Given instruction. Copy the material word for word, from its first line through the line that contains "[[145, 200], [89, 121]]", including both.

Extracted data.
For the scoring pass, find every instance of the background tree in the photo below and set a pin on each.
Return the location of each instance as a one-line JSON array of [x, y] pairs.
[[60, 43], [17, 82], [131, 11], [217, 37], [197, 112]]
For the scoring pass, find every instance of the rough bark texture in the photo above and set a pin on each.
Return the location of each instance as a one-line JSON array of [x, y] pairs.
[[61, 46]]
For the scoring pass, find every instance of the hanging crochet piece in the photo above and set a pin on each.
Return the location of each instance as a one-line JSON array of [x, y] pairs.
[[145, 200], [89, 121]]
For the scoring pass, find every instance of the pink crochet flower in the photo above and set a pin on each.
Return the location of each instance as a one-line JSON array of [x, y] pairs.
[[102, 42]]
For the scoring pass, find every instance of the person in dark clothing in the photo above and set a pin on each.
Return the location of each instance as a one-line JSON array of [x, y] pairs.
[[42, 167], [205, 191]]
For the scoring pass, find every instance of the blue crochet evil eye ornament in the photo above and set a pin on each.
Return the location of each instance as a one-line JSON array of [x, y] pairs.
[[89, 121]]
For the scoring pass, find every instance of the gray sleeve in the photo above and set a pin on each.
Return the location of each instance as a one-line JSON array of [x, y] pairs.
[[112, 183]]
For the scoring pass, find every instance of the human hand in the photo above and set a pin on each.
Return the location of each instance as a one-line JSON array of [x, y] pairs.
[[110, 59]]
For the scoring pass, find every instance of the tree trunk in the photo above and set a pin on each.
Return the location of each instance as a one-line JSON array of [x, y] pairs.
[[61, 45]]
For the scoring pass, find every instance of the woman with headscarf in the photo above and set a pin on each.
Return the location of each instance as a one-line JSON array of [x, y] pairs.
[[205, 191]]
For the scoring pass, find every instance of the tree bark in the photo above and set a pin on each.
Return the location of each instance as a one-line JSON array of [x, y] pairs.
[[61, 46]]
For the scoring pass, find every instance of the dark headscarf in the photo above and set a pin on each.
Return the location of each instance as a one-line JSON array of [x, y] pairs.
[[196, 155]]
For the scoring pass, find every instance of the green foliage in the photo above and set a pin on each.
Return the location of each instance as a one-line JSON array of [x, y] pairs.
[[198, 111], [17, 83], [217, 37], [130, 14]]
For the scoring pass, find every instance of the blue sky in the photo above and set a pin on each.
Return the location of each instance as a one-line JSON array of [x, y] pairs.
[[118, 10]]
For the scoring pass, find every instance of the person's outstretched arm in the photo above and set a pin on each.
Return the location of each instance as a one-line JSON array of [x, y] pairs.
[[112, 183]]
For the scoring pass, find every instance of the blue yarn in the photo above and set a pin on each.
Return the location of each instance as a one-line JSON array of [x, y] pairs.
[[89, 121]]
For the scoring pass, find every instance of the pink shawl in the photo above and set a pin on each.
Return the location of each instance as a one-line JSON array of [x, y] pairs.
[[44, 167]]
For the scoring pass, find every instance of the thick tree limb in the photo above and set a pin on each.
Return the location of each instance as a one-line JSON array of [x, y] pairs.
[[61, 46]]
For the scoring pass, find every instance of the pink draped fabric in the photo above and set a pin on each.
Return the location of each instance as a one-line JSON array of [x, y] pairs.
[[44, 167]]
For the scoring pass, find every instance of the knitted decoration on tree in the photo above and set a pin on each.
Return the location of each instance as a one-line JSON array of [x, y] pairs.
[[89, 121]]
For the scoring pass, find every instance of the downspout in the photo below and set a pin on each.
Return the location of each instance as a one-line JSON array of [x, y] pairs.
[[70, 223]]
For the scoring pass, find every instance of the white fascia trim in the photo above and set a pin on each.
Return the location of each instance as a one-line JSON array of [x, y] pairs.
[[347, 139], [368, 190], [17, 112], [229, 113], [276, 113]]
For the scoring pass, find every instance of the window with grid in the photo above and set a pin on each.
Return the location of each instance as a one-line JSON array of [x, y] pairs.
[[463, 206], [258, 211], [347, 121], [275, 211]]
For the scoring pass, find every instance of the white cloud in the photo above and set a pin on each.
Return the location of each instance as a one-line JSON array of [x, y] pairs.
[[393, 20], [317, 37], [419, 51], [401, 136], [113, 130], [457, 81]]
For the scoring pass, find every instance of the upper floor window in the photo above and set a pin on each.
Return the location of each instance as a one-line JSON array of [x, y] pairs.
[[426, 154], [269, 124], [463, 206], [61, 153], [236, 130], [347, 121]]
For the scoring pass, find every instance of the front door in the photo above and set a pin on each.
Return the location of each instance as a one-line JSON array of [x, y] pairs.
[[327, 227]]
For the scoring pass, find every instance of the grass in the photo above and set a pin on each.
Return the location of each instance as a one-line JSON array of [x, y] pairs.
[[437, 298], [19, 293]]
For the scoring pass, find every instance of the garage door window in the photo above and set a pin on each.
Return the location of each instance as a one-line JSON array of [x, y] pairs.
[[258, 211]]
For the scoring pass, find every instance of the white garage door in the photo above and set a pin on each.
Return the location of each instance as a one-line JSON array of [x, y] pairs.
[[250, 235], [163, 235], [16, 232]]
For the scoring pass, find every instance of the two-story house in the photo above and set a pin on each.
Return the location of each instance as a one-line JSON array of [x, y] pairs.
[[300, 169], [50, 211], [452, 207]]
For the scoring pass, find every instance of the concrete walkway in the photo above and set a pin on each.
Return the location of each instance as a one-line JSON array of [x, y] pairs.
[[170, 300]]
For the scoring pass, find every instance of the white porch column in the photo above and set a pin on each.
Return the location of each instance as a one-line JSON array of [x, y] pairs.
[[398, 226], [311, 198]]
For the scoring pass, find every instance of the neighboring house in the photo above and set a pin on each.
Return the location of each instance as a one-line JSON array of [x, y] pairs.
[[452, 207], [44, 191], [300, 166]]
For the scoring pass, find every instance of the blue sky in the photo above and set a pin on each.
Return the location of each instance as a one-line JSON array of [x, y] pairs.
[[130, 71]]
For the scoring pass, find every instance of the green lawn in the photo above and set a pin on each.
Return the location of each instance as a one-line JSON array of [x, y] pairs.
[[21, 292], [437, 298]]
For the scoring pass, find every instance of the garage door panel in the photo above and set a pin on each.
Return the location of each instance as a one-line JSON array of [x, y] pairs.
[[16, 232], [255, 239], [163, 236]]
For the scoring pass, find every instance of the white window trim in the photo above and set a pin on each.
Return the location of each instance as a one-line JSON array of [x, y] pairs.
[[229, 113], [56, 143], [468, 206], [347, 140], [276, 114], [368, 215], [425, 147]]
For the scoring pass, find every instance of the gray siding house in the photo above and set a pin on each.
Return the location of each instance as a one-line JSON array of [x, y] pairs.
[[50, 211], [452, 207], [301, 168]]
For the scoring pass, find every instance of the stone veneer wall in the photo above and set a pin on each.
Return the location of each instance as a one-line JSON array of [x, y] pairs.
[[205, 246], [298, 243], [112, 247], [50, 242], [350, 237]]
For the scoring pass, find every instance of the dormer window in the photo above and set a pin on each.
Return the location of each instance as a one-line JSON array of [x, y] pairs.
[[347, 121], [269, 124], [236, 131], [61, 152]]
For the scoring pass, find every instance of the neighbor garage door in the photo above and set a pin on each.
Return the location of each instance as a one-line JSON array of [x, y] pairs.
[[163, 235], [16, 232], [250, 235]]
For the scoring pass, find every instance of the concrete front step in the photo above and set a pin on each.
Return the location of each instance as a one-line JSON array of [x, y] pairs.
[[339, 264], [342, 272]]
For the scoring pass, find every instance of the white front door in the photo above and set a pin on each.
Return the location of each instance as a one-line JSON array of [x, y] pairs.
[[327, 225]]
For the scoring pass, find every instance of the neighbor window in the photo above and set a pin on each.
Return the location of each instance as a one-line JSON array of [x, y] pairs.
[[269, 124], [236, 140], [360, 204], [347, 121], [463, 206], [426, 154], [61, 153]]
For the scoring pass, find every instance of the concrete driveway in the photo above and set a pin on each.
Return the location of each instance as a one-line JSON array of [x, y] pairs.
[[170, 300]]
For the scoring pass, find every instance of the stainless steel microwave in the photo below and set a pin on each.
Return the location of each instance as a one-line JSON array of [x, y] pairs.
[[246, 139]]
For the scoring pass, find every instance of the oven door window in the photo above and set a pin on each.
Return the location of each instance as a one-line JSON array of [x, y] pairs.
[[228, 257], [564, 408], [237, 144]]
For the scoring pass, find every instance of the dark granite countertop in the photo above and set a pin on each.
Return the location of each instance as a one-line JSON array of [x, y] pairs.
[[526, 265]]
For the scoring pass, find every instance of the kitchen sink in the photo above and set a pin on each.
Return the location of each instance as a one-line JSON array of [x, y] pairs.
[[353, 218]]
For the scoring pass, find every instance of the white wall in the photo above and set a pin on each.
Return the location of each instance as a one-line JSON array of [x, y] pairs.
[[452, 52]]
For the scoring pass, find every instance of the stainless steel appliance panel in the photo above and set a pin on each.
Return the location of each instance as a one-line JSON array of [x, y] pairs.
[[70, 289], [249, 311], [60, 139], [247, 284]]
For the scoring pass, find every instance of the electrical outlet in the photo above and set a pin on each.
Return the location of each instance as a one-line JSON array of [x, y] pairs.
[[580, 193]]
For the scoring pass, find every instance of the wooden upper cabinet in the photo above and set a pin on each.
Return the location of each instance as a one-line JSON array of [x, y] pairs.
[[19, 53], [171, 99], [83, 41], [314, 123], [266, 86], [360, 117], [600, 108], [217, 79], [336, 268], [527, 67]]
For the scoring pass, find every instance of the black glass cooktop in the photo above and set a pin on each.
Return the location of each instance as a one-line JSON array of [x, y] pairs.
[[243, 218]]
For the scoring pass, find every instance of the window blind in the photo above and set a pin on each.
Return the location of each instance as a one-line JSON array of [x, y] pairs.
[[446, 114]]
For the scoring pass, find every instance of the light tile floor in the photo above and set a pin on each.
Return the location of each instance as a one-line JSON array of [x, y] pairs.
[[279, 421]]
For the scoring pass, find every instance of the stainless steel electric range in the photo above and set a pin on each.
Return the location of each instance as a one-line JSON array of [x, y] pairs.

Answer to this problem.
For the scoring pass, find every instance of the background tree in the photo below and set a pin on each.
Return the location of each instance as a one-line JSON array of [x, y] pairs.
[[60, 43], [17, 82], [131, 11], [217, 37], [197, 112]]
For the scoring pass, find every instance of the rough bark texture in the photo above and set a pin on each.
Return the location of each instance as a one-line JSON array of [x, y] pairs.
[[61, 46]]
For the scoring pass, find every instance of the hanging crochet piece in the photo above and set a pin on each.
Return the location of each instance as a one-line JSON array of [x, y] pairs.
[[145, 200], [89, 121]]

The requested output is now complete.